**YOUR GOAL**
Transfer all the lines of the items below, requests included, into your answer, subtracting 39 from every coordinate in the answer points and leaving the numbers in the format lines unchanged. Leave the pictures out.

**PROVIDED DATA**

--------------------------------------------------

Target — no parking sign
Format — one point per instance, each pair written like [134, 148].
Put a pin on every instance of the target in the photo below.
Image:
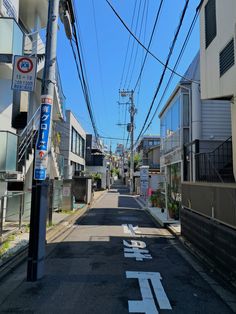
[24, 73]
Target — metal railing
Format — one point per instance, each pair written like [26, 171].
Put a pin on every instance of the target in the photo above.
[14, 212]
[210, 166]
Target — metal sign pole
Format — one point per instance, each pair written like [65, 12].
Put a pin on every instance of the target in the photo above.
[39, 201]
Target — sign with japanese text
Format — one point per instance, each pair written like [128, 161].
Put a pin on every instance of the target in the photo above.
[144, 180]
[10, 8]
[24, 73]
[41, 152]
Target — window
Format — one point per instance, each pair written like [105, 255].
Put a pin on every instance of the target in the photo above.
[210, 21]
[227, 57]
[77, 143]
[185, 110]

--------------------------------------------------

**FINISHED TASK**
Target — no parking sign
Format — one point per instance, each pair written like [134, 148].
Put a pin on every instance of the target in the photo below.
Image:
[-15, 34]
Target — metal railing
Format — one point per instance, each pair written like [26, 171].
Put a pin on every instance of the target in the photo above.
[-25, 173]
[171, 127]
Target — metal sign pole
Format — one point per instance, each pair written like [65, 12].
Put a pin on every instance of the target in the photo above.
[0, 162]
Target — sign with japanese text
Format — one point per instance, each pair written like [128, 161].
Put a pin on every instance of the target in the photo above.
[105, 141]
[-29, -31]
[-15, 34]
[2, 113]
Target — window
Format — one point per instance, each pair written like [105, 255].
Put a pin on every instance of the target in the photo above.
[171, -18]
[188, 18]
[38, 104]
[146, 71]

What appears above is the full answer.